*** Extractos de datos ***

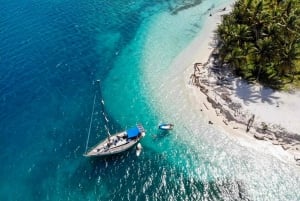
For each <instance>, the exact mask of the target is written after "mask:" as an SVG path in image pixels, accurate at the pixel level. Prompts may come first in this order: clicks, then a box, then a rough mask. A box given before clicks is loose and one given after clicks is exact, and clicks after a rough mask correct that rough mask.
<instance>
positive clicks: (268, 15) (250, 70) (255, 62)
mask: <svg viewBox="0 0 300 201" xmlns="http://www.w3.org/2000/svg"><path fill="white" fill-rule="evenodd" d="M217 34H218V37H219V41H220V45H219V56H220V61H221V62H222V64H228V65H229V66H230V67H232V68H233V69H234V71H235V72H236V74H237V75H240V76H242V77H243V78H245V79H247V80H249V81H258V82H260V83H263V84H266V85H268V86H271V87H274V88H284V87H286V86H287V85H289V84H291V83H292V84H293V86H300V1H299V0H238V1H237V2H236V3H235V5H234V8H233V10H232V12H231V13H230V14H228V15H224V17H223V22H222V24H221V25H219V27H218V30H217Z"/></svg>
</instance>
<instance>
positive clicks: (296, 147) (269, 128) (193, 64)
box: [184, 5, 300, 166]
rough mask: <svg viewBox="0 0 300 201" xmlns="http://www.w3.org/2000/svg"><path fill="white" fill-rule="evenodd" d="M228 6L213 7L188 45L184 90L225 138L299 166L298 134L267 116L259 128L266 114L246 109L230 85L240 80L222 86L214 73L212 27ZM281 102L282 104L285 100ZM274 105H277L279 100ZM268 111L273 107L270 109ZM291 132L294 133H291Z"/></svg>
mask: <svg viewBox="0 0 300 201" xmlns="http://www.w3.org/2000/svg"><path fill="white" fill-rule="evenodd" d="M228 6H230V9H226V10H222V11H221V10H220V9H219V8H216V9H214V10H218V12H214V14H213V15H212V16H210V17H209V18H208V20H207V22H205V25H207V26H205V27H206V28H205V29H203V30H202V32H200V33H199V34H198V36H197V37H196V38H195V39H194V41H193V42H192V43H191V44H190V46H189V48H188V51H191V50H194V51H195V52H193V53H191V54H190V55H189V56H188V58H185V59H191V60H193V61H194V63H193V64H190V65H189V66H188V67H187V69H185V72H184V77H185V84H186V90H188V92H189V94H190V101H191V102H192V103H193V105H195V106H196V105H197V110H200V111H201V112H202V113H203V114H204V116H205V118H206V119H207V121H208V123H209V124H212V126H217V127H218V128H219V129H222V130H224V131H226V134H227V135H228V137H230V138H233V139H235V140H237V141H238V143H240V144H241V145H243V146H247V147H251V148H253V149H256V150H260V151H264V152H265V153H266V152H267V153H270V154H271V155H273V156H275V157H276V158H278V159H280V160H281V161H284V162H287V163H290V164H296V165H298V166H299V165H300V135H299V134H296V133H295V131H292V132H290V131H289V132H286V131H285V130H286V129H284V127H283V128H282V127H279V126H277V128H275V126H276V125H274V124H272V123H273V122H274V121H273V120H272V118H275V117H274V116H273V117H272V118H269V119H271V121H270V122H268V123H271V125H270V124H266V125H267V127H265V128H267V129H262V128H260V127H262V126H261V123H262V122H265V120H267V119H268V117H264V118H262V116H263V115H261V114H260V113H259V114H256V113H255V112H256V111H255V110H256V109H254V111H251V110H250V111H249V109H248V108H247V105H246V104H245V103H244V102H242V101H239V100H238V98H237V97H236V96H235V95H236V91H237V88H234V87H232V85H233V83H234V82H237V81H239V82H241V80H239V79H238V78H236V77H235V78H233V77H231V78H232V79H231V80H230V82H231V84H229V86H224V85H223V84H222V83H221V84H220V83H219V81H220V80H218V76H219V75H221V74H217V73H215V72H213V67H214V65H215V64H214V60H213V59H212V57H211V56H212V53H213V50H214V41H213V40H214V30H215V29H216V28H217V24H218V23H219V22H221V15H223V14H227V13H229V12H230V11H231V5H228ZM193 68H194V69H193ZM225 78H226V76H225ZM244 84H245V85H248V84H246V83H244ZM228 88H229V89H228ZM255 90H259V89H258V88H255V89H253V91H254V92H256V91H255ZM281 93H282V92H281ZM226 99H227V100H226ZM285 99H286V98H285ZM229 100H230V101H229ZM299 101H300V98H299ZM230 103H236V105H238V107H236V108H235V109H232V108H230ZM280 104H281V105H282V104H284V101H283V102H282V103H280ZM261 105H262V107H266V106H273V107H274V108H275V106H274V103H270V102H268V101H266V102H263V103H262V104H261ZM275 105H277V106H276V107H279V106H278V102H277V103H276V104H275ZM195 106H194V107H195ZM253 106H254V104H253ZM253 106H252V107H253ZM299 107H300V106H299ZM254 108H255V107H254ZM280 109H281V108H280ZM271 110H273V109H272V108H271ZM267 112H268V111H267ZM253 115H255V118H254V119H253V120H254V121H252V123H253V125H252V126H253V127H252V128H250V130H249V132H246V130H247V124H248V123H249V120H250V119H251V117H253ZM266 118H267V119H266ZM281 118H282V116H279V117H277V119H275V120H278V121H277V122H276V123H278V122H280V121H282V120H281ZM294 119H295V121H297V117H294ZM250 124H251V121H250ZM271 126H272V129H273V130H272V129H271ZM273 126H274V128H273ZM296 129H297V128H296ZM258 131H259V132H258ZM280 131H283V132H280ZM263 132H265V133H263ZM278 133H279V134H278ZM291 133H292V134H293V135H294V136H291V135H290V134H291ZM298 136H299V138H298ZM278 145H279V146H278Z"/></svg>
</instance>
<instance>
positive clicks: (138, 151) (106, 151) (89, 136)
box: [83, 80, 146, 157]
mask: <svg viewBox="0 0 300 201" xmlns="http://www.w3.org/2000/svg"><path fill="white" fill-rule="evenodd" d="M97 83H99V86H100V80H97ZM99 88H100V87H99ZM100 94H101V88H100ZM95 103H96V93H95V96H94V104H93V111H92V114H91V121H90V128H89V133H88V138H87V142H86V149H85V150H86V151H85V153H84V154H83V155H84V156H86V157H93V156H109V155H114V154H118V153H121V152H124V151H126V150H128V149H130V148H132V147H133V146H135V145H136V144H137V143H138V142H139V141H140V140H141V139H142V138H143V137H144V136H145V135H146V131H145V129H144V127H143V125H142V124H137V125H136V126H134V127H132V128H129V129H127V130H125V131H122V132H119V133H116V134H114V135H110V133H109V129H108V126H106V125H105V128H106V130H107V138H106V139H104V140H102V141H100V142H99V143H98V144H96V145H95V146H93V147H92V148H90V149H89V150H88V142H89V137H90V133H91V126H92V121H93V114H94V109H95ZM101 106H102V114H103V117H104V120H105V122H106V124H107V123H108V122H109V120H108V118H107V116H106V115H105V108H104V101H103V99H101ZM140 152H141V145H139V146H137V155H139V154H140Z"/></svg>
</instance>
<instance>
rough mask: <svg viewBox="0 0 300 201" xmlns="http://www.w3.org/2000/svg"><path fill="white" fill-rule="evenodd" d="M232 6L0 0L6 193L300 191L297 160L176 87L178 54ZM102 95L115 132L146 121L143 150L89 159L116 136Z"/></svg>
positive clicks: (253, 199)
mask: <svg viewBox="0 0 300 201" xmlns="http://www.w3.org/2000/svg"><path fill="white" fill-rule="evenodd" d="M223 4H224V5H227V4H228V1H226V0H203V1H201V0H189V1H184V0H165V1H162V0H156V1H146V0H126V1H124V0H113V1H112V0H98V1H96V0H85V1H76V0H75V1H74V0H51V1H50V0H39V1H36V0H18V1H17V0H0V5H1V6H0V39H1V40H0V161H1V165H0V200H3V201H4V200H5V201H10V200H12V201H18V200H20V201H21V200H22V201H24V200H29V201H31V200H36V201H40V200H53V201H54V200H55V201H56V200H62V201H66V200H72V201H77V200H105V201H107V200H117V201H120V200H130V201H132V200H141V201H144V200H150V201H151V200H159V201H161V200H253V201H254V200H255V201H256V200H262V201H266V200H270V201H271V200H272V201H274V200H278V201H284V200H288V201H293V200H295V201H296V200H300V191H299V189H300V173H299V172H300V171H299V169H296V168H295V167H293V166H291V165H288V164H286V163H284V162H282V161H280V160H278V159H277V158H275V157H273V156H272V155H270V154H268V153H263V152H259V151H256V150H254V149H251V148H249V147H248V148H246V147H243V146H241V145H240V144H239V142H237V141H235V140H233V139H231V138H229V137H228V135H227V134H226V133H224V132H223V131H222V130H220V129H218V128H215V127H213V126H209V125H208V124H207V120H206V119H205V117H203V116H201V113H197V112H195V111H193V106H191V105H190V104H189V101H188V99H187V98H186V96H188V94H185V93H186V92H183V91H182V90H180V89H179V88H178V87H177V86H179V85H182V84H184V83H183V82H184V80H183V78H182V76H183V75H182V73H181V72H182V70H181V69H173V68H172V65H171V64H172V61H173V60H174V59H175V58H176V56H177V55H178V54H180V52H181V51H182V50H183V49H185V48H186V47H187V46H188V45H189V43H190V42H191V41H192V40H193V38H194V37H195V36H196V35H197V34H198V33H199V32H200V31H201V30H203V25H204V22H205V20H206V19H207V17H208V16H209V13H210V12H214V11H215V8H217V7H220V6H222V5H223ZM98 79H99V80H101V84H100V86H99V85H98V84H95V80H98ZM95 95H96V104H95V111H94V113H92V108H93V99H94V96H95ZM101 100H104V101H105V111H104V112H105V113H106V114H107V116H108V119H109V123H108V125H107V126H108V128H109V132H110V133H114V132H117V131H121V130H123V129H126V128H129V127H131V126H133V125H135V124H136V123H142V124H143V125H144V127H145V129H146V130H147V135H146V137H145V138H144V139H143V140H142V141H141V144H142V146H143V150H142V153H141V155H140V156H139V157H137V156H136V153H135V150H134V149H132V150H129V151H128V152H126V153H123V154H121V155H117V156H113V157H108V158H103V159H90V158H85V157H83V153H84V152H85V150H86V143H87V145H88V147H91V146H93V145H94V144H96V143H97V142H98V141H99V140H101V139H103V138H105V137H106V134H107V130H106V129H105V126H104V125H105V121H104V119H103V116H102V112H103V111H102V108H101V107H100V101H101ZM91 119H92V124H91V129H90V138H89V140H88V142H87V137H88V133H89V125H90V121H91ZM159 122H173V123H174V124H175V129H174V130H173V131H171V132H161V131H159V130H158V129H157V125H158V124H159Z"/></svg>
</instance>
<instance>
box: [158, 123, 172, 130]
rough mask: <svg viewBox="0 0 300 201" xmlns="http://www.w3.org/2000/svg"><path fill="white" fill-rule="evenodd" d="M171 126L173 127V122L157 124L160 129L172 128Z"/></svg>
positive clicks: (168, 128)
mask: <svg viewBox="0 0 300 201" xmlns="http://www.w3.org/2000/svg"><path fill="white" fill-rule="evenodd" d="M173 127H174V124H165V123H164V124H160V125H159V126H158V128H159V129H161V130H172V129H173Z"/></svg>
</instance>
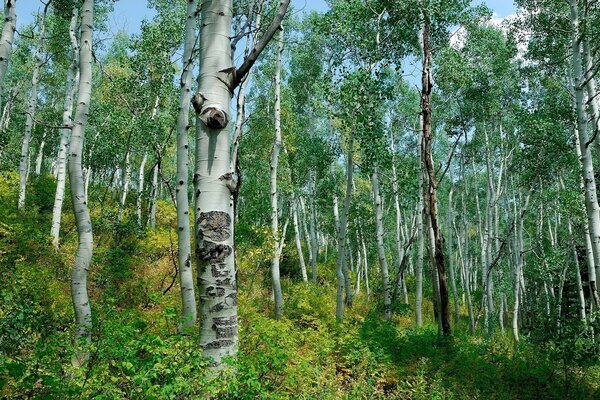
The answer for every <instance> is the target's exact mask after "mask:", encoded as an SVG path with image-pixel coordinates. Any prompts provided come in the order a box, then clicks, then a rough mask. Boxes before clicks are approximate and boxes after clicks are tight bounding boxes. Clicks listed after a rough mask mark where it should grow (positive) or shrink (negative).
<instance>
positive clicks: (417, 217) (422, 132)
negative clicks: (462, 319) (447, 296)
mask: <svg viewBox="0 0 600 400" xmlns="http://www.w3.org/2000/svg"><path fill="white" fill-rule="evenodd" d="M419 37H421V35H419ZM422 148H423V118H419V132H418V138H417V160H418V164H419V170H418V188H417V191H418V203H417V207H418V210H417V235H418V236H417V265H416V271H415V273H416V275H417V276H416V285H417V287H416V295H415V298H416V300H415V314H416V319H417V326H418V327H421V326H423V316H422V306H423V246H424V240H425V233H424V229H423V209H424V202H423V190H424V187H423V161H422V160H423V157H422V154H421V153H422Z"/></svg>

***

Requisitos del ejercicio = Selecciona y copia cada una de las filas que contengan la cadena "after", teniendo en cuenta mayúsculas y minúsculas.

Respuesta =
For each <instance>, the exact mask of the target is written after "mask:" as an SVG path in image pixels, accurate at the pixel level. Prompts may come first in this order: clicks, then a box, then a rough mask. A box given before clicks is loose and one given after clicks is exact, and clicks after a rough mask correct that rough mask.
The answer for every <instance> is the target's exact mask after "mask:", encoded as an SVG path with image-pixel coordinates. Any prompts provided come in the order a box, then clicks, then a rough mask. Boxes before clicks are approximate and boxes after clicks are tight bounding boxes. Clicks listed after a rough mask mark where it should grow (positive) or shrink (negative).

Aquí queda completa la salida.